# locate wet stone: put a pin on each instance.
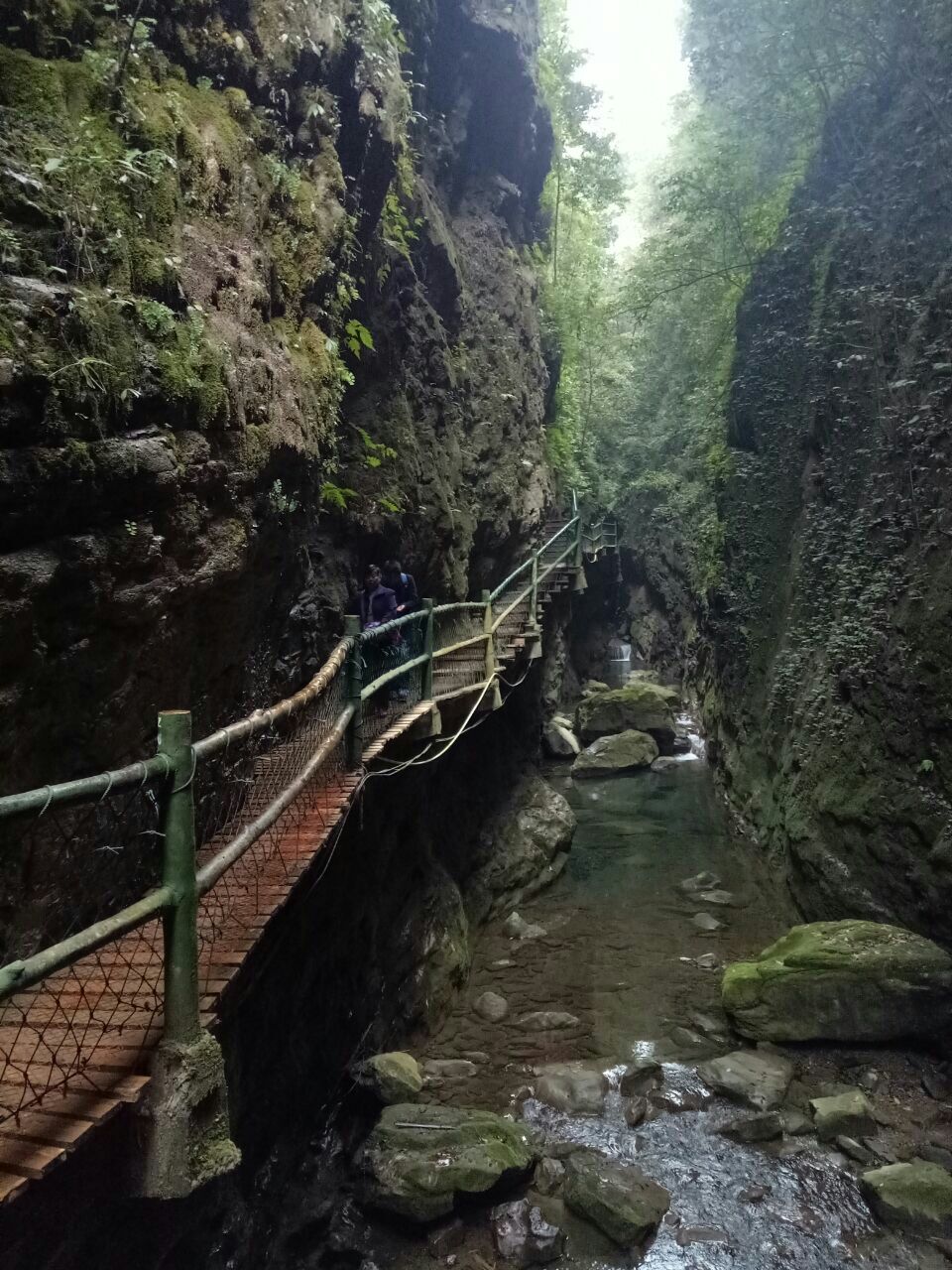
(492, 1007)
(753, 1194)
(678, 1100)
(688, 1039)
(856, 1151)
(640, 1078)
(524, 1236)
(756, 1079)
(635, 1111)
(688, 1234)
(916, 1196)
(549, 1175)
(518, 929)
(621, 1201)
(846, 1114)
(574, 1089)
(758, 1128)
(448, 1069)
(721, 898)
(699, 881)
(547, 1020)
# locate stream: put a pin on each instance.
(621, 953)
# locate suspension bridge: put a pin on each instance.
(208, 839)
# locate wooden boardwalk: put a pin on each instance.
(76, 1048)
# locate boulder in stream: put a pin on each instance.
(761, 1080)
(572, 1087)
(518, 929)
(522, 848)
(419, 1159)
(560, 742)
(851, 980)
(915, 1196)
(394, 1078)
(640, 1076)
(611, 756)
(640, 706)
(522, 1234)
(547, 1020)
(621, 1201)
(849, 1112)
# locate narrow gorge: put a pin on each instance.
(506, 444)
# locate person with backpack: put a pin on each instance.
(403, 585)
(377, 602)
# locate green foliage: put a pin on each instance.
(280, 502)
(336, 495)
(357, 336)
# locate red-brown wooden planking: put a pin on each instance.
(113, 998)
(28, 1159)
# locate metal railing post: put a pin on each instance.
(354, 683)
(428, 630)
(180, 921)
(486, 597)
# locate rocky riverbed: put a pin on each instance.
(635, 1121)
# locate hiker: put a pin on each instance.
(377, 602)
(403, 585)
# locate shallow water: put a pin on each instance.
(621, 955)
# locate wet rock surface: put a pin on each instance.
(420, 1159)
(843, 980)
(620, 953)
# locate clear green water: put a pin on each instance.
(621, 955)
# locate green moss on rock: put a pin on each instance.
(849, 980)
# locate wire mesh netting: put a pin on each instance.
(460, 667)
(232, 789)
(381, 654)
(67, 867)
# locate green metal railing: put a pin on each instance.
(206, 820)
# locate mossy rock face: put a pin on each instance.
(394, 1078)
(636, 707)
(610, 754)
(420, 1159)
(847, 980)
(915, 1196)
(621, 1201)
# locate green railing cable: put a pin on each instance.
(348, 689)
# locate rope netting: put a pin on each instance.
(232, 789)
(462, 667)
(64, 869)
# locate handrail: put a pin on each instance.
(536, 556)
(175, 769)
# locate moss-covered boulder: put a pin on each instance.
(640, 706)
(915, 1196)
(619, 1199)
(393, 1078)
(611, 756)
(420, 1159)
(847, 980)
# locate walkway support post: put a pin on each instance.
(180, 922)
(354, 683)
(186, 1139)
(428, 631)
(486, 597)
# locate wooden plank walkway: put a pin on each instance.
(76, 1048)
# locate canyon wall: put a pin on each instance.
(829, 689)
(266, 316)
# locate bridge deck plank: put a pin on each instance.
(87, 1070)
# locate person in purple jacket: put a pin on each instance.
(377, 602)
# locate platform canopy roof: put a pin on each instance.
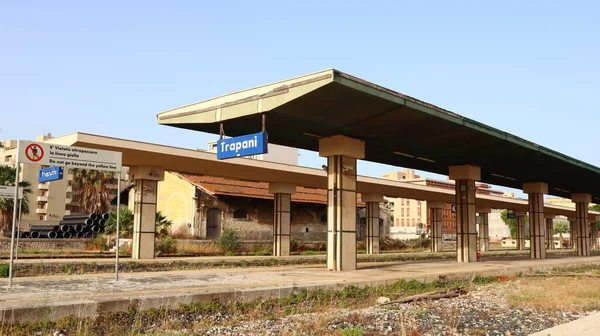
(397, 129)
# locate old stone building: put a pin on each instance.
(204, 206)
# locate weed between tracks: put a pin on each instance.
(205, 315)
(50, 268)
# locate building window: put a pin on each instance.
(240, 214)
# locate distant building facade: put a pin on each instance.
(411, 216)
(204, 206)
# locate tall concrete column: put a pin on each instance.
(582, 202)
(282, 202)
(466, 225)
(593, 236)
(484, 229)
(372, 216)
(550, 233)
(573, 232)
(144, 210)
(537, 225)
(436, 212)
(341, 153)
(520, 220)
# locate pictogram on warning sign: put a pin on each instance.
(34, 152)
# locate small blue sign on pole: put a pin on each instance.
(50, 174)
(245, 145)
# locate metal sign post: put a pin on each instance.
(29, 152)
(18, 229)
(117, 245)
(12, 236)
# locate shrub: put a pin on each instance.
(322, 246)
(4, 269)
(100, 243)
(167, 246)
(229, 241)
(353, 331)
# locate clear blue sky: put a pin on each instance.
(528, 67)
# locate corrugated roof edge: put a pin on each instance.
(391, 95)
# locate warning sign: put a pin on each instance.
(34, 152)
(68, 156)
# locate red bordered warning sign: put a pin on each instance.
(34, 152)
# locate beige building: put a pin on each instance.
(48, 201)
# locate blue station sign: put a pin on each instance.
(245, 145)
(50, 174)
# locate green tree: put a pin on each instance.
(512, 223)
(93, 189)
(7, 178)
(561, 227)
(125, 223)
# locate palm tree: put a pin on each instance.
(94, 194)
(7, 178)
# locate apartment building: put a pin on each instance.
(49, 201)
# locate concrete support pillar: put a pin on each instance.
(372, 216)
(520, 220)
(593, 236)
(436, 212)
(341, 153)
(484, 229)
(144, 210)
(537, 225)
(466, 225)
(550, 233)
(282, 202)
(582, 202)
(573, 232)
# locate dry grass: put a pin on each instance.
(565, 293)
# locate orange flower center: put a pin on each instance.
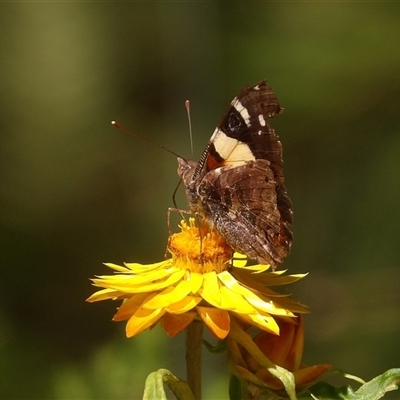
(199, 249)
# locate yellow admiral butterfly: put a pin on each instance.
(237, 185)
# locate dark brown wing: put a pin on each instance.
(242, 203)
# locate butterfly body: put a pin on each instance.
(237, 185)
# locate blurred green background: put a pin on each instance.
(76, 192)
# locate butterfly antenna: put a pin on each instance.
(187, 106)
(122, 128)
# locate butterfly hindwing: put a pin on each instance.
(237, 185)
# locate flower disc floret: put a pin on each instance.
(202, 279)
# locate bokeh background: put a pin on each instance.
(76, 192)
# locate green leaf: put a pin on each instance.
(372, 390)
(154, 386)
(379, 386)
(219, 348)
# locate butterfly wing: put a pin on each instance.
(237, 185)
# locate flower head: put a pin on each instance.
(200, 279)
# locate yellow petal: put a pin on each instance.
(210, 290)
(235, 302)
(170, 295)
(130, 306)
(184, 305)
(105, 294)
(176, 323)
(137, 268)
(141, 320)
(264, 322)
(217, 321)
(196, 281)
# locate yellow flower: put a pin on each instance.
(201, 279)
(285, 351)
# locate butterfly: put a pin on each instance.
(237, 184)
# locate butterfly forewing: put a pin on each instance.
(237, 185)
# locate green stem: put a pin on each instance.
(194, 337)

_ _ _ _ _

## PROBLEM DETAILS
An exact copy of the entries above, with no pictures, is the required answer.

## COMPLETED TASK
# locate wet stone: put a pin on each instance.
(492, 1007)
(753, 1194)
(678, 1100)
(688, 1039)
(856, 1151)
(640, 1078)
(524, 1236)
(756, 1079)
(635, 1111)
(688, 1234)
(916, 1196)
(549, 1175)
(518, 929)
(621, 1201)
(846, 1114)
(574, 1089)
(758, 1128)
(448, 1069)
(721, 898)
(699, 881)
(547, 1020)
# locate stream: put a pin on each instance.
(621, 953)
# locate suspension bridge: put a pin on each instance.
(208, 839)
# locate wooden boardwalk: put a pin on each instance.
(76, 1048)
# locate boulder in stream: put a pin on each instance.
(761, 1080)
(572, 1087)
(518, 929)
(522, 848)
(419, 1159)
(560, 742)
(851, 980)
(915, 1196)
(394, 1078)
(640, 1076)
(611, 756)
(640, 706)
(522, 1234)
(547, 1020)
(621, 1201)
(849, 1112)
# locate narrow gorge: put a pin on each instance.
(506, 444)
# locate person with backpack: put a pin on each instance.
(403, 585)
(377, 602)
# locate green foliage: put a pin on each instance.
(280, 502)
(336, 495)
(357, 336)
# locate red-brown wooden planking: put a pin on each instance.
(113, 998)
(28, 1159)
# locate metal railing post: put a pin on each instance.
(354, 683)
(428, 630)
(180, 921)
(486, 597)
# locate rocky riverbed: put a pin on each instance.
(635, 1121)
# locate hiker: put a pin on each instance.
(377, 602)
(403, 585)
# locate shallow water: put a pin on each instance.
(621, 955)
# locate wet rock surface: put a pin on each instance.
(420, 1159)
(843, 980)
(620, 953)
# locate clear green water: put a pin on each instance.
(621, 955)
# locate green moss on rock: put a pin on each instance.
(849, 980)
# locate wire mesh netting: put a pin on each instance.
(460, 667)
(232, 789)
(381, 654)
(67, 867)
# locate green metal railing: put a pin on each instance.
(206, 820)
# locate mossy rock face: put a pin on each instance.
(394, 1078)
(636, 707)
(610, 754)
(420, 1159)
(847, 980)
(915, 1196)
(621, 1201)
# locate green railing cable: put a pin on each instance.
(348, 689)
# locate rope netting: put a pin on each instance.
(232, 789)
(462, 667)
(64, 869)
# locate handrail: put a pin on each instance.
(536, 556)
(175, 769)
# locate moss-covered boulder: put a pin on each instance.
(640, 706)
(915, 1196)
(619, 1199)
(393, 1078)
(611, 756)
(420, 1159)
(847, 980)
# locate walkway support post: put a pin on each instance.
(180, 922)
(354, 683)
(186, 1139)
(428, 631)
(486, 597)
# locate wooden plank walkway: put a pin on each instance.
(76, 1048)
# locate canyon wall: put a pin on each instance.
(829, 689)
(266, 316)
# locate bridge deck plank: put a pin on each instance.
(87, 1070)
# locate person in purple jacket: put a pin on each instance.
(377, 602)
# locate platform canopy roof: put a pin on each instance.
(397, 129)
# locate old stone building: put a pin on each instance.
(204, 206)
# locate weed between tracks: put a pin on each instance.
(205, 315)
(50, 268)
# locate building window: put a pin on each instance.
(240, 214)
# locate distant building facade: put a pin on each instance.
(411, 216)
(204, 206)
# locate tall concrete column: put a pin on each instance.
(582, 202)
(282, 202)
(466, 225)
(593, 236)
(484, 229)
(372, 216)
(550, 233)
(573, 232)
(144, 210)
(537, 225)
(436, 212)
(341, 153)
(520, 220)
# locate pictogram on warning sign: put a pin on each instance.
(34, 152)
# locate small blue sign on pole: put a pin on each instance.
(50, 174)
(245, 145)
# locate metal sign post: put a pin on each instance.
(29, 152)
(18, 229)
(117, 245)
(12, 236)
# locate shrub: put a pin on each instance.
(322, 246)
(4, 269)
(100, 243)
(167, 246)
(229, 241)
(353, 331)
# locate clear blue sky: put a pin on each instance.
(528, 67)
# locate corrugated roof edge: put a pin on each instance.
(391, 95)
# locate warning sign: put a pin on each instance.
(34, 152)
(68, 156)
# locate red bordered warning sign: put a pin on each instance.
(34, 152)
# locate beige building: put a pin on each instance.
(48, 201)
# locate blue station sign: put a pin on each instance.
(245, 145)
(50, 174)
# locate green tree: put a pin on each instance.
(512, 223)
(93, 189)
(7, 178)
(561, 227)
(125, 223)
# locate palm tree: put a pin on each instance.
(94, 194)
(7, 178)
# locate apartment building: put a pin on each instance.
(49, 201)
# locate concrete support pillar: put a pin on each instance.
(372, 216)
(520, 220)
(593, 236)
(436, 212)
(341, 153)
(484, 229)
(144, 210)
(537, 225)
(466, 225)
(550, 233)
(282, 202)
(582, 202)
(573, 232)
# locate dry grass: put a pin on each instance.
(565, 293)
# locate orange flower center: put a pin on each instance.
(199, 249)
# locate yellow admiral butterfly: put a pin on each instance.
(237, 185)
# locate dark brown wing: put a pin on each instance.
(242, 203)
# locate butterfly body: put a pin on each instance.
(237, 185)
# locate blurred green background: put a pin on each instance.
(76, 192)
# locate butterfly antenna: put a pin on each instance.
(187, 106)
(122, 128)
# locate butterfly hindwing: put a pin on each instance.
(237, 185)
# locate flower disc floret: put a pin on each instance.
(202, 279)
# locate bokeh background: put a pin on each instance.
(76, 192)
# locate green leaf: put a pin on each instance.
(372, 390)
(154, 386)
(379, 386)
(219, 348)
# locate butterfly wing: put a pin on each instance.
(237, 185)
# locate flower head: put a pin on each instance.
(200, 279)
# locate yellow petal: put a pin on each instance.
(210, 290)
(235, 302)
(170, 295)
(130, 306)
(184, 305)
(105, 294)
(176, 323)
(137, 268)
(141, 320)
(264, 322)
(217, 321)
(196, 281)
# locate yellow flower: put a pin on each instance.
(201, 279)
(285, 351)
# locate butterfly: put a pin on each instance.
(237, 184)
# locate butterfly forewing: put a pin on each instance.
(237, 185)
# locate green stem: put a pin on each instance.
(194, 337)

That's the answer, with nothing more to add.